Page extract Block Start

In a second study with a similar design,3  the volunteers were told to consciously quell their desire for the food being presented to them. Brain scans were performed during this willful inhibition.  To their surprise, the researchers found that men were better able than women to inhibit their desire for the presented food:  they had lower scores on self-reports of hunger and desire for the food, and PET images showed decreased brain activity in the OFC.  In women, self-reported desire and hunger measures decreased to a lesser degree than men’s, and metabolic activity in the OFC remained unchanged.

In an interview, Wang said they had not expected to see a gender effect, but the finding has prompted them to dig deeper to try to understand what might be at the root of male-female differences.  His group is repeating the study, this time controlling for hormonal influences in terms of where in the menstrual cycle the women are, in an attempt to sort out the possible mechanisms.

Chronic drug use also causes long-term neurologic adaptations, including changes in neuron structure, neurotransmitter levels, and the transcription factors that regulate genes.  These changes—thought to be part of the brain’s attempt to adapt to the increased dopamine load induced by repeated drug use—may contribute to the high rate of relapse to drug use.  Some evidence now points to similar types of neuroadaptive changes in animal models of overeating behavior, research that Michael Lutter, M.D., Ph.D., a psychiatric researcher at University of Texas-Southwestern, calls “probably the best single evidence that food could be addictive.”  Such changes might help explain the notoriously high rate of diet failure or rebound weight gain, behaviors that essentially represent a “relapse” into unhealthy eating patterns.

Page extract Block End
Dataset records Block Start

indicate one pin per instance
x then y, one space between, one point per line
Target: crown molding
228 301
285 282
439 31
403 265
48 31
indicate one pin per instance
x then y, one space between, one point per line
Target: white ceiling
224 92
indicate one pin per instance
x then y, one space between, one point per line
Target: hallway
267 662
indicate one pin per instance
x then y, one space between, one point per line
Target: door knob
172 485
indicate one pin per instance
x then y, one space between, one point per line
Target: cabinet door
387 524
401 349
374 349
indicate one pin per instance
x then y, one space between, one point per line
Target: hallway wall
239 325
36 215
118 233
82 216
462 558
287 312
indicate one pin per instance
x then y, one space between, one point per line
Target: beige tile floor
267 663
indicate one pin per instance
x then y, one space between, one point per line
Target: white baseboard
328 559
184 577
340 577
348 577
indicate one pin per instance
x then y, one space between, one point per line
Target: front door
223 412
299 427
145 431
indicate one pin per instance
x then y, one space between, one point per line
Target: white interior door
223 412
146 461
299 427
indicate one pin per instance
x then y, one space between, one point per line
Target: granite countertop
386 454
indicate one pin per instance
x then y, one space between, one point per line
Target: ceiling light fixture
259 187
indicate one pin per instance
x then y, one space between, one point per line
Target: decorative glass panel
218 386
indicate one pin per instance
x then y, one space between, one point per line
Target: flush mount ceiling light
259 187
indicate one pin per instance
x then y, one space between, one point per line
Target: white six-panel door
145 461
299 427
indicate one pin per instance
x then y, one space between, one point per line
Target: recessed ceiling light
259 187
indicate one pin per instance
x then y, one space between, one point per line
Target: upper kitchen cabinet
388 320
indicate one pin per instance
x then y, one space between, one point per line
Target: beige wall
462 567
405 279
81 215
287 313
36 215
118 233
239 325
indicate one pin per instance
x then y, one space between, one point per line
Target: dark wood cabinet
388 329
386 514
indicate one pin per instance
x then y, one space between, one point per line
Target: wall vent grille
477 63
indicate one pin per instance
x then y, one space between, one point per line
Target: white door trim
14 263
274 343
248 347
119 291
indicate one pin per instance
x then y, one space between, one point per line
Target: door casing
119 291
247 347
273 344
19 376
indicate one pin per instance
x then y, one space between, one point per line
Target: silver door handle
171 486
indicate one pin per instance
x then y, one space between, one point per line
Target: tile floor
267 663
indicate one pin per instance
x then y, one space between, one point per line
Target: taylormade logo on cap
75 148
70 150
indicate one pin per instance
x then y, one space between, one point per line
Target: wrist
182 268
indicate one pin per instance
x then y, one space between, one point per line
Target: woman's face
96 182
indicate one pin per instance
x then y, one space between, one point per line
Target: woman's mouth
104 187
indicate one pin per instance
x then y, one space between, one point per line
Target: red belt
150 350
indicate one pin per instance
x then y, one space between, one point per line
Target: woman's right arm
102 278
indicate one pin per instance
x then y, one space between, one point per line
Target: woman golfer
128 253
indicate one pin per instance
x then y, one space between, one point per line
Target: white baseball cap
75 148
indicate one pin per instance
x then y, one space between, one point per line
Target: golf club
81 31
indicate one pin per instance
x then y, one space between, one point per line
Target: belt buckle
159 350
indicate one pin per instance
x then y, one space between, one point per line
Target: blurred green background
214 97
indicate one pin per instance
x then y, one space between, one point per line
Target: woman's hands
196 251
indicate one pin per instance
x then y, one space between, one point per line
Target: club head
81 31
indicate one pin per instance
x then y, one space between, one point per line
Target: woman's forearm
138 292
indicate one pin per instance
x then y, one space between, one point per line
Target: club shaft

Dataset records Block End

Description of the task
Reproduce word for word the stretch of the passage on food and the brain that starts at "Chronic drug use" and ends at "unhealthy eating patterns.". The listing above has no connection to the passage on food and the brain.

Response
Chronic drug use also causes long-term neurologic adaptations, including changes in neuron structure, neurotransmitter levels, and the transcription factors that regulate genes.  These changes—thought to be part of the brain’s attempt to adapt to the increased dopamine load induced by repeated drug use—may contribute to the high rate of relapse to drug use.  Some evidence now points to similar types of neuroadaptive changes in animal models of overeating behavior, research that Michael Lutter, M.D., Ph.D., a psychiatric researcher at University of Texas-Southwestern, calls “probably the best single evidence that food could be addictive.”  Such changes might help explain the notoriously high rate of diet failure or rebound weight gain, behaviors that essentially represent a “relapse” into unhealthy eating patterns.